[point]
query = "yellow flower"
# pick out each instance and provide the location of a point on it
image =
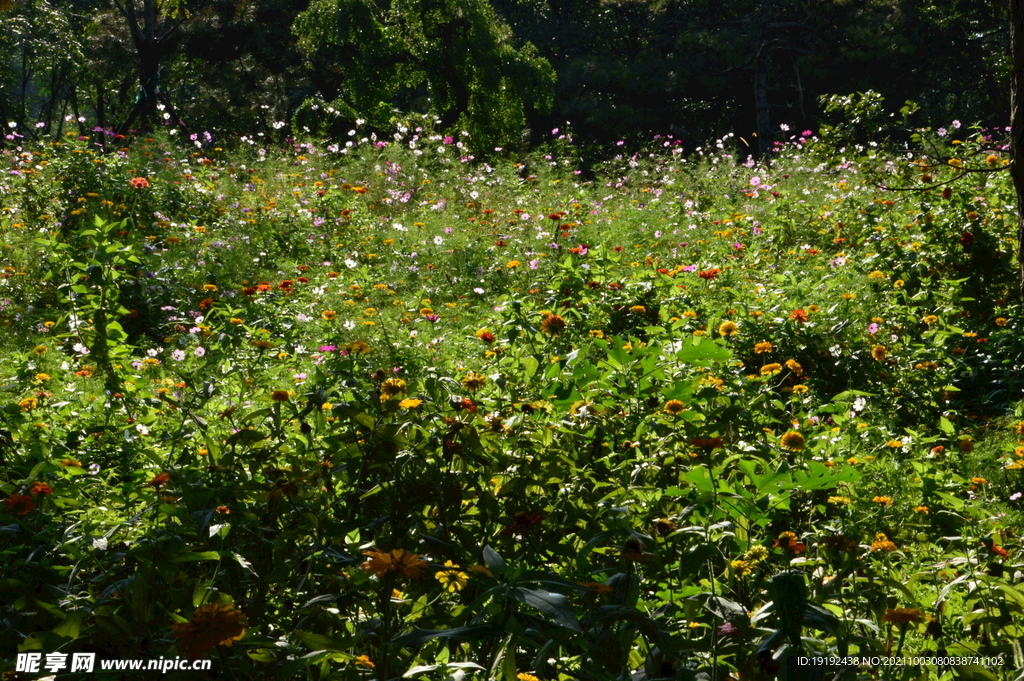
(794, 440)
(882, 543)
(392, 387)
(453, 580)
(473, 381)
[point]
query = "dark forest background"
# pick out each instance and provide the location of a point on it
(507, 71)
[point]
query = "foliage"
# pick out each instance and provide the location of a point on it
(364, 408)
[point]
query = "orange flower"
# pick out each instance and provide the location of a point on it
(553, 325)
(380, 563)
(210, 626)
(19, 504)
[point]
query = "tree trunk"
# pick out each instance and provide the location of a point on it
(762, 62)
(1017, 126)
━━━━━━━━━━
▸ WHAT IS NEEDED
Scale the records above by copying every line again with the wording unchanged, multiplying each point coordinate by 1.55 and rounding to whole numbers, with halves rounded up. Leave out the pictures.

▸ CORRECT RESPONSE
[point]
query = "yellow flower"
# pick out each instance and provide the location of a point on it
image =
(1231, 682)
(1367, 842)
(608, 600)
(702, 899)
(733, 591)
[point]
query = "dark forest background"
# pick out each instance and provide the location of a point on it
(786, 110)
[point]
query = "foliage"
# pick out each instance and provide the location of a point on it
(564, 632)
[point]
query = "orange flower"
# pick out each instance and provide the location of a point on it
(857, 504)
(589, 873)
(326, 970)
(29, 781)
[point]
query = "tree trunk"
# pick out each instance and provide the location of a point on it
(1181, 96)
(1576, 195)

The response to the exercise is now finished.